- **THE EXERCISE**: Can you turn all of the entries below into a numbered list, dropping any blank lines and leaving out the pictures?

[Entries from a point annotation set]
■ ■ ■
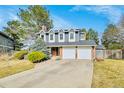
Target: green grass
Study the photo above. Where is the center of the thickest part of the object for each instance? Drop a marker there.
(108, 74)
(14, 66)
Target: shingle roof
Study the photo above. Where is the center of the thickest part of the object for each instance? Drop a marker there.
(80, 43)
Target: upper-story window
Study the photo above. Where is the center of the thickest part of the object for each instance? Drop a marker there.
(82, 36)
(61, 37)
(71, 36)
(51, 37)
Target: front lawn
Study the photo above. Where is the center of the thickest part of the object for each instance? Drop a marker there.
(9, 67)
(108, 74)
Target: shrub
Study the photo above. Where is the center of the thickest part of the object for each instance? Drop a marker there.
(20, 55)
(36, 56)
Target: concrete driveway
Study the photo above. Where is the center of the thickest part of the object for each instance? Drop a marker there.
(53, 74)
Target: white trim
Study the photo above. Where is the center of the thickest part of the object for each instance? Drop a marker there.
(63, 37)
(72, 40)
(71, 45)
(53, 37)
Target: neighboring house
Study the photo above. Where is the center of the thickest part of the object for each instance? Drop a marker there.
(69, 44)
(6, 43)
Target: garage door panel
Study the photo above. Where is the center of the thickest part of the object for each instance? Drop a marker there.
(69, 53)
(84, 53)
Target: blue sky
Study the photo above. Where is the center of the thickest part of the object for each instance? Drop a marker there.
(96, 17)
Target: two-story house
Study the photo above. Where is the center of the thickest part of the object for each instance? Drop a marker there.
(69, 44)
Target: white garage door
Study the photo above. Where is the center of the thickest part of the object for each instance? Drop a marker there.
(69, 53)
(84, 53)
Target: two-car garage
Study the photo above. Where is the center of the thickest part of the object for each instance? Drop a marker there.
(77, 53)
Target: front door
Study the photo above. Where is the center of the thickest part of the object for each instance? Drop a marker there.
(55, 51)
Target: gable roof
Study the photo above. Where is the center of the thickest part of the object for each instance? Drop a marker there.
(80, 43)
(58, 30)
(3, 34)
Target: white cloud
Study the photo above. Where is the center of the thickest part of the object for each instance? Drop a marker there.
(60, 23)
(112, 13)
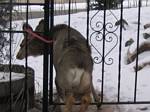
■ ■ ■
- **EXERCISE RESULT**:
1. Target: green grass
2. Study the photo above. Where is the center of the thickest part of the object for each instance? Drop a marker there.
3. (108, 74)
4. (14, 66)
5. Target: shingle roof
6. Study the photo above. Where is the center of the thickest part of the object for each instance? Drop a marker there.
7. (80, 43)
8. Target: upper-story window
9. Study the photo above. Where is the center of the thickest part of the object for each instance? Drop a marker there.
10. (82, 36)
11. (61, 37)
12. (71, 36)
13. (51, 37)
14. Target: front lawn
15. Study the photo above. Where is the center of the thickest part of the object for each instance? Drop a marker there.
16. (9, 67)
17. (108, 74)
18. Target: shrub
19. Study the photo above. Where is the center of the thickest part of the object for each instance? Drop a marker there.
20. (20, 55)
21. (36, 56)
22. Target: concrete driveway
23. Study the photo above. Where is the center of the thickest part of the object for each instance? Drop a marker there.
24. (53, 74)
25. Target: white trim
26. Study the photo above. Where is the center of the thickest part of the object for each instance? Drop a marker there.
27. (63, 37)
28. (72, 40)
29. (71, 45)
30. (53, 37)
31. Target: neighboring house
32. Study the photo above. Where is the center of the thickest part of the object for each instance? Drop a marker there.
33. (69, 44)
34. (6, 43)
35. Target: garage door panel
36. Study the photo above. Where is the center of the thickest part of the object for each instance? Drop a marker there.
37. (69, 53)
38. (84, 53)
39. Target: blue sky
40. Study the photo above. Where is the center of the thickest part of the object for each instance? Drop a marker there.
41. (96, 17)
42. Target: two-story house
43. Study the photo above. Where is the center of the thickest part of the object for each instance? Drop a marker there.
44. (69, 44)
45. Target: white garage door
46. Study the photo above. Where is the center of the thickest part of the object for each instance? Drop a marker there.
47. (69, 53)
48. (84, 53)
49. Target: two-car garage
50. Study the photo above. Where is the center of the thickest part of the object for each instance? Drop a marker there.
51. (77, 53)
52. Target: front door
53. Study the photo above. Where is the center of the thickest part of the object for each instance? Drop a marker there.
54. (55, 51)
55. Target: gable roof
56. Study the photo above. Where is the center of the thickest part of the object for each instance? Drop a marker there.
57. (80, 43)
58. (58, 30)
59. (3, 34)
60. Target: white cloud
61. Study the photo above. Where is the center of the thickest part of the object for each instance? Drop a marker there.
62. (60, 23)
63. (112, 13)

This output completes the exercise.